* Given information:
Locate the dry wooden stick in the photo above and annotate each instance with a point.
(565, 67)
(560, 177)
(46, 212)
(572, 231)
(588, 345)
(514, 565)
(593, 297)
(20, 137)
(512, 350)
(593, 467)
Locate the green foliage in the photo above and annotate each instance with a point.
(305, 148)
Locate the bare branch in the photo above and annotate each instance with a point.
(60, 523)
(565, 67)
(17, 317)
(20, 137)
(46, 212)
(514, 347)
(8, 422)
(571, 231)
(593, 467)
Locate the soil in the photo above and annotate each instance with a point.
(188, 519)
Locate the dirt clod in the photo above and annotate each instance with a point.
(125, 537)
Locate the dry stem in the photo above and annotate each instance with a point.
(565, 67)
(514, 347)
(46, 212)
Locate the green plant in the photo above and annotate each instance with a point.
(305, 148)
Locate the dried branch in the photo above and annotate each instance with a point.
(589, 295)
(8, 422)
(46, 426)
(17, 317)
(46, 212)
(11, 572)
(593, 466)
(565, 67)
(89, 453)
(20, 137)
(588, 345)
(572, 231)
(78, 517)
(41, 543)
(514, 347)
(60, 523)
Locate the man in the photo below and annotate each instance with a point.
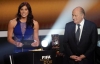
(80, 39)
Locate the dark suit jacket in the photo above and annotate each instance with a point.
(87, 42)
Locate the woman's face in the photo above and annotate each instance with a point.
(24, 12)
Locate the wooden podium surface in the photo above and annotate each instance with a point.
(31, 57)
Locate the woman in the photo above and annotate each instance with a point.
(23, 27)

* What is being asked: All entries must be written out again exactly as given, with no pictures in the copy.

* Reply to the exercise:
Locate the dry wooden stick in the photo above and annotate each instance with a point.
(565, 67)
(560, 177)
(46, 212)
(572, 231)
(588, 345)
(514, 565)
(593, 297)
(20, 137)
(512, 350)
(593, 467)
Locate the green foliage in the photo above and annotate each instance with a point.
(305, 148)
Locate the bare branch in the photo above and annotate each instance with a point.
(60, 523)
(565, 67)
(17, 317)
(20, 137)
(46, 212)
(514, 347)
(8, 422)
(571, 231)
(593, 467)
Locate the soil in the photo above and annotate each instance with a point.
(188, 519)
Locate the dirt clod in the photo above and annotate each instance with a point.
(125, 537)
Locate the dry stem in the photo above and annotate each instance with a point.
(565, 67)
(514, 347)
(46, 212)
Locate the green plant in the photo above and annotate each instance with a point.
(305, 148)
Locate the dried branch in the photo above and annotate each instance with a point.
(589, 295)
(8, 422)
(46, 426)
(17, 317)
(46, 212)
(11, 572)
(593, 466)
(565, 67)
(89, 453)
(20, 137)
(588, 345)
(572, 231)
(78, 517)
(41, 543)
(514, 347)
(60, 523)
Locate the man in the photo below and annotate each instance with a point.
(80, 39)
Locate the dark suit jacket in the photo above and annotate each instance with a point.
(87, 42)
Locate the woman's face in the photo above and annotate each instance with a point.
(24, 12)
Locate the wooden podium surface in the photo above and annotate each instance with a point.
(31, 57)
Locate the woman in the photo above and annotate each instance with a point.
(23, 27)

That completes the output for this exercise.